* [Prompt]: Begin at the line of the listing that contains "I would appreciate it if you could identify the car" and stop after the line that contains "Query: car roof". Reproduce only those lines, replacing each "car roof" with "vehicle roof" and leaving all else unchanged.

* [Extracted records]:
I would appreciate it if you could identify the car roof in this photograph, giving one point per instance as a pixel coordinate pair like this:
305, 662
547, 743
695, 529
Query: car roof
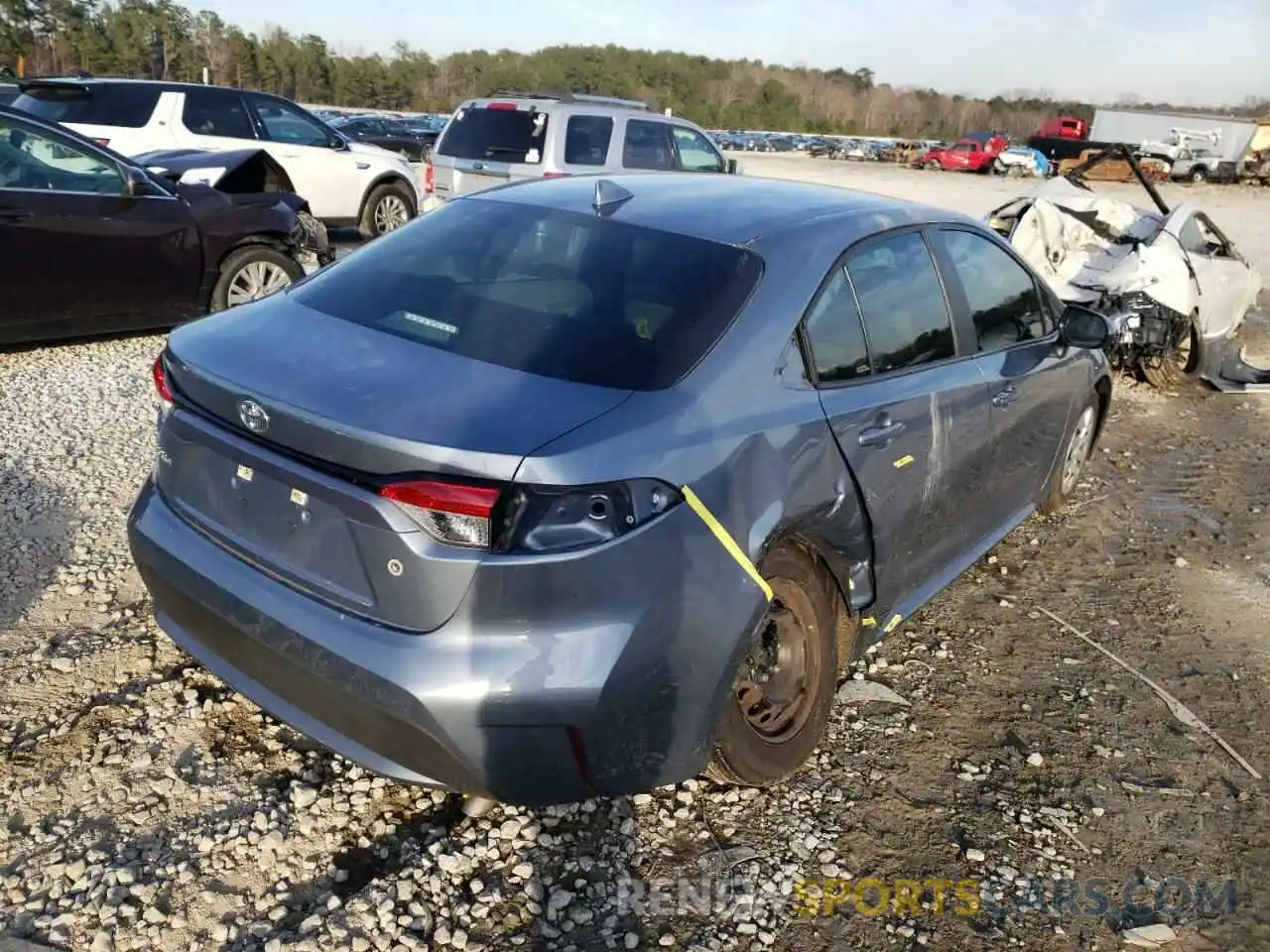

* * *

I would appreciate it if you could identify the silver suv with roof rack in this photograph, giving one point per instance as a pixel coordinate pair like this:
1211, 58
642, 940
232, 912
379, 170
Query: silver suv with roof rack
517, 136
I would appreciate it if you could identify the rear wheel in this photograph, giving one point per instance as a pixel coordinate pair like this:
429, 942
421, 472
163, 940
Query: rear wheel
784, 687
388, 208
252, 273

* [Task result]:
I would appreciate it if you could identify the vehicle roof in this photograph, giving one point per instance as a pixel coordinate pair like this:
305, 662
547, 743
695, 529
Query: vehicle roof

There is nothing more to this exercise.